** begin INPUT **
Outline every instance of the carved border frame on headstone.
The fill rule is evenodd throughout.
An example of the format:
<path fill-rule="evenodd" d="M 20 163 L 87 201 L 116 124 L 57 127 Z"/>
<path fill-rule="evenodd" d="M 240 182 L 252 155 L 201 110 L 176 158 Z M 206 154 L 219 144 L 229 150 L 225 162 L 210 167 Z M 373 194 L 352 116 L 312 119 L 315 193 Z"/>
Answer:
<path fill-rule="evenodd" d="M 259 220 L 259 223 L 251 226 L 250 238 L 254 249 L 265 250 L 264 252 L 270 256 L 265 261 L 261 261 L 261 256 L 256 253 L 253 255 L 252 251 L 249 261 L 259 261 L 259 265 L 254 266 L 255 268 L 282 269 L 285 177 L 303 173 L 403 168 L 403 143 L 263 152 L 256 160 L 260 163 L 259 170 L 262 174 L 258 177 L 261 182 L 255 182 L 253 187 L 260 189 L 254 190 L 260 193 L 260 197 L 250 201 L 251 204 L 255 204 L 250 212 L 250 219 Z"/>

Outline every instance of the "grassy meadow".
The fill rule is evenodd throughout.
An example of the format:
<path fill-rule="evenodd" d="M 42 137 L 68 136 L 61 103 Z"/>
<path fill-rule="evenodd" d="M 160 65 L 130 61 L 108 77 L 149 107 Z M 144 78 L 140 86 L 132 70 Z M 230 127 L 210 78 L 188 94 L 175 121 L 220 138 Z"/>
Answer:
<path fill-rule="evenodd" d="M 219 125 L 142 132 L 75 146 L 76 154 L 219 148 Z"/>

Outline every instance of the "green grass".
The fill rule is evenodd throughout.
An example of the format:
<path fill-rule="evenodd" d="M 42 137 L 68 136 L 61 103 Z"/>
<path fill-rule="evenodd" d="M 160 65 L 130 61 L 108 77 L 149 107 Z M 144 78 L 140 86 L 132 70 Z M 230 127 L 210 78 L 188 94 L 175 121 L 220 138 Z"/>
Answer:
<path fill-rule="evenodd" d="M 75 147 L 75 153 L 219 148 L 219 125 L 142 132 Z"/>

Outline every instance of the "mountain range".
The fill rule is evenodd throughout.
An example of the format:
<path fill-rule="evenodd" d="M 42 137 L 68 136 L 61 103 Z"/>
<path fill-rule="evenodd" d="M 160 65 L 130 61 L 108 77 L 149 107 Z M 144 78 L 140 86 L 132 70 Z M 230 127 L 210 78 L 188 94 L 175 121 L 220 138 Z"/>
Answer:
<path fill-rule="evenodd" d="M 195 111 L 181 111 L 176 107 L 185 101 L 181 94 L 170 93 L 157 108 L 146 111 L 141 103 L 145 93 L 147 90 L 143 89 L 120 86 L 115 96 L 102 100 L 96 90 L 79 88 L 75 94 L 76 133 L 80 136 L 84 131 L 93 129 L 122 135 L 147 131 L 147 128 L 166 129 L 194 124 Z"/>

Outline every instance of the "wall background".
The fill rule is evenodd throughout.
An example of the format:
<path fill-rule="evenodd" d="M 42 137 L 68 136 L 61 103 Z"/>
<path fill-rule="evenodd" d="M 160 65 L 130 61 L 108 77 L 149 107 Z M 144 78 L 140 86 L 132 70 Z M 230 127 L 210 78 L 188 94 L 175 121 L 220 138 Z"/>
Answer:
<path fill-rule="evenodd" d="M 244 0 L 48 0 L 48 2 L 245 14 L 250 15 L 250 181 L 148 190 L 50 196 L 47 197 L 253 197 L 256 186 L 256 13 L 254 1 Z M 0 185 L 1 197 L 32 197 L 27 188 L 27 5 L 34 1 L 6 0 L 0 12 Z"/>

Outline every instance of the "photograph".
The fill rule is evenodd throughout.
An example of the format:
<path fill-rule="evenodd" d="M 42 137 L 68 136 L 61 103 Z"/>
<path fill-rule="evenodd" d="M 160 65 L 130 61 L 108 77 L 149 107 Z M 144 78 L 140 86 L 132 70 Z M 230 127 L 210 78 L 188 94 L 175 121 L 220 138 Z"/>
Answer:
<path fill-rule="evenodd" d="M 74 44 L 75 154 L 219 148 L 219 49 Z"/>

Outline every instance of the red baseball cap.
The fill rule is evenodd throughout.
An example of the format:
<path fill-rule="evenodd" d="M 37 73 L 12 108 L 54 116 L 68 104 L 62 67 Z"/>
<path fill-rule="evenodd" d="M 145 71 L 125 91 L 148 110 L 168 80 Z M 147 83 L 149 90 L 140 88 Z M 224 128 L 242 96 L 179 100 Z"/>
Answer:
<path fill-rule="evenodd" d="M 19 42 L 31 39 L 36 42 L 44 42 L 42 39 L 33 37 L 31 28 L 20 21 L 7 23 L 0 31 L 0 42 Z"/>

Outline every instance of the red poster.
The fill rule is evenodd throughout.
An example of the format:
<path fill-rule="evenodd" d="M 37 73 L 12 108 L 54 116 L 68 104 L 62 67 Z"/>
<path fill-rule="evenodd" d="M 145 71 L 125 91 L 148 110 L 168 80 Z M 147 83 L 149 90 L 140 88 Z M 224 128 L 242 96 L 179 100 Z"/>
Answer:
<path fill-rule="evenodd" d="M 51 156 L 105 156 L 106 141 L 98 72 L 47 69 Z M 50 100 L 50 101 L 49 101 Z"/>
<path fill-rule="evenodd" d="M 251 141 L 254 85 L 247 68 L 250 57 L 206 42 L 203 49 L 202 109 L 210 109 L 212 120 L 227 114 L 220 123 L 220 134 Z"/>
** end INPUT **
TASK TO CARRY OUT: Could you repeat the items above word for word, from the line containing "Outline every instance of the red poster." through the end of the items?

EXPECTED ANSWER:
Outline every instance of the red poster.
The fill rule is evenodd throughout.
An example of the format:
<path fill-rule="evenodd" d="M 37 73 L 12 108 L 54 116 L 68 104 L 62 67 Z"/>
<path fill-rule="evenodd" d="M 145 71 L 125 91 L 148 110 L 168 80 Z M 147 83 L 149 90 L 140 88 Z M 224 128 L 242 96 L 179 100 Z"/>
Answer:
<path fill-rule="evenodd" d="M 51 156 L 105 156 L 106 141 L 98 72 L 47 69 Z M 50 100 L 50 101 L 49 101 Z"/>
<path fill-rule="evenodd" d="M 251 141 L 254 85 L 247 68 L 250 57 L 206 42 L 203 49 L 202 109 L 210 109 L 212 120 L 227 114 L 220 123 L 220 134 Z"/>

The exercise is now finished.